══ KUTIPAN BACAAN ══
Menurut Sudarsono, kebijakan penertiban ODOL ini adalah langkah yang tepat dan krusial untuk menjaga ketertiban lalu lintas di wilayah Kalteng. Lebih dari itu, ia menekankan bahwa penertiban ini esensial untuk mencegah kerusakan infrastruktur jalan yang dapat mengakibatkan kerugian finansial besar bagi negara.
Kerusakan jalan akibat muatan berlebih bukan hanya menghambat arus logistik, tetapi juga membahayakan pengguna jalan lainnya. Meski demikian, dukungan Sudarsono tidak serta merta tanpa catatan. Ia mengingatkan agar Pemerintah Provinsi Kalteng juga tetap memperhatikan kondisi para pelaku usaha transportasi, khususnya pemilik armada dengan tonase kecil.
Penting untuk tidak hanya fokus pada penegakan aturan, tetapi juga pada dampak ekonomi yang mungkin dirasakan oleh para sopir dan pengusaha kecil.
“Meski kami mendukung kebijakan gubernur, kami juga menyarankan agar pemerintah memiliki langkah konkret untuk berdialog dengan para pihak terkait. Khususnya pelaku usaha industri dan pengguna jasa angkutan,” kata Sudarsono, pada Senin (21/7/2025).
═══
══ DAFTAR DATA ══
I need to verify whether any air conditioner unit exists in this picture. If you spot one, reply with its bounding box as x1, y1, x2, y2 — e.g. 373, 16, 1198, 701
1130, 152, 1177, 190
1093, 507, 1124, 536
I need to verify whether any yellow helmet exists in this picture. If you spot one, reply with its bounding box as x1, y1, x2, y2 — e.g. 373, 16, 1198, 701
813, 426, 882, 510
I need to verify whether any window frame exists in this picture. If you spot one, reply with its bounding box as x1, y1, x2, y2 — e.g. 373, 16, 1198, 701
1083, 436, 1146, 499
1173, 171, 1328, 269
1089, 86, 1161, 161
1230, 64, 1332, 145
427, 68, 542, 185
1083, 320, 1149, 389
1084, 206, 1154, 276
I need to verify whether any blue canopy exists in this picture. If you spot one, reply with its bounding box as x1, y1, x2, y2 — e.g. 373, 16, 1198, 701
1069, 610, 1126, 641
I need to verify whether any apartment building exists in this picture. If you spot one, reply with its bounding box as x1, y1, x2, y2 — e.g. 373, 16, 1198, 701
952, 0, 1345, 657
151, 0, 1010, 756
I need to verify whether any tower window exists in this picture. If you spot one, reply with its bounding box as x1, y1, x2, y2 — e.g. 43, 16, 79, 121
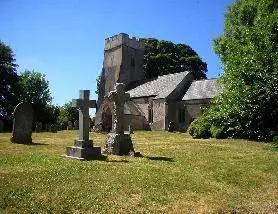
179, 108, 185, 123
148, 108, 153, 123
130, 56, 135, 67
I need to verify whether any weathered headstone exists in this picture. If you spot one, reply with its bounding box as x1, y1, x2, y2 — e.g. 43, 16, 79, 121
168, 121, 175, 132
50, 124, 57, 133
11, 103, 33, 144
67, 121, 73, 130
35, 122, 42, 132
104, 83, 139, 155
73, 120, 79, 130
128, 124, 134, 134
66, 90, 101, 160
0, 119, 4, 132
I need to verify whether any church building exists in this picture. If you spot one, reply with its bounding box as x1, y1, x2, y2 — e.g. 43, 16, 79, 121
95, 33, 219, 131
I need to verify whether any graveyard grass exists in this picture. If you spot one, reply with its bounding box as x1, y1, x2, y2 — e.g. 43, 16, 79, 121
0, 131, 278, 213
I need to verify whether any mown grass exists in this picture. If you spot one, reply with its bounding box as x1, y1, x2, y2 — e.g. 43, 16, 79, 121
0, 131, 278, 213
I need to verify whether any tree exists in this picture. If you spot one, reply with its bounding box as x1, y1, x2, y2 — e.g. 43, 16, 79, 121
58, 101, 79, 125
19, 70, 52, 106
189, 0, 278, 139
0, 41, 19, 119
140, 38, 207, 79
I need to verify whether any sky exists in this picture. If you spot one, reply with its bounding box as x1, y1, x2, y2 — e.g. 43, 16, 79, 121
0, 0, 234, 108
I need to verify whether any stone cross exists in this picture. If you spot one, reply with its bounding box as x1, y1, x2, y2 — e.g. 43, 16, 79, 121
108, 83, 130, 134
72, 90, 96, 141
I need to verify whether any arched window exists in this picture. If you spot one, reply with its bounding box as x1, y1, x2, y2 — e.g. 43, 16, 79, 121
148, 107, 153, 123
179, 107, 185, 123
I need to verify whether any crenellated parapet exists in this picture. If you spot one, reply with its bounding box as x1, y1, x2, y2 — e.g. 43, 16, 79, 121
104, 33, 144, 51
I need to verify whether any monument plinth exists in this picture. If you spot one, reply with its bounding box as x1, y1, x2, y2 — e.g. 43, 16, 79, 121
65, 90, 101, 160
103, 83, 138, 155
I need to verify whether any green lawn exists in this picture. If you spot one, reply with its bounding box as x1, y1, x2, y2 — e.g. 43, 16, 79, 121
0, 131, 278, 213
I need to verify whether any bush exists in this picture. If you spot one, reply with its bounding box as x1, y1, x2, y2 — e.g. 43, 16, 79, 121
═══
__PETUNJUK LATIHAN__
Bisakah Anda melanjutkan kutipan tentang penertiban ODOL di Kalteng, dimulai setelah kalimat terakhirnya? Catatan-catatan ini diambil dari sumber yang berbeda.

__HASIL__
Pernyataan ini menggarisbawahi pentingnya pendekatan yang seimbang antara penegakan hukum dan keberlangsungan ekonomi masyarakat. Dialog diharapkan dapat menemukan solusi terbaik yang tidak merugikan salah satu pihak.
Salah satu aspek krusial yang disoroti Sudarsono adalah perlunya evaluasi terhadap besaran upah angkut, terutama untuk angkutan Crude Palm Oil (CPO). Menurutnya, upah angkut CPO selama ini masih dianggap belum seimbang dengan biaya operasional. Kondisi ini, kata Sudarsono, secara tidak langsung justru mendorong para sopir dan pengusaha kecil untuk memaksakan penggunaan truk bermuatan lebih besar demi mencapai efisiensi biaya.
“Kami juga pernah menerima aspirasi dari rekan-rekan pemilik truk tonase kecil, sekitar 8 ton. Intinya, mereka berharap ada penyesuaian upah angkutan. Kalau tidak ada peningkatan tarif, maka solusi bagi mereka adalah mengganti armada dengan kapasitas lebih besar,” jelasnya.
Situasi ini menciptakan dilema bagi pengusaha angkutan kecil: patuh pada aturan ODOL dengan risiko kerugian finansial karena upah angkut yang rendah, atau melanggar aturan demi kelangsungan usaha. Penyesuaian tarif angkut yang lebih adil dapat menjadi solusi untuk mengurangi praktik ODOL secara sukarela, tanpa harus sepenuhnya mengandalkan penindakan.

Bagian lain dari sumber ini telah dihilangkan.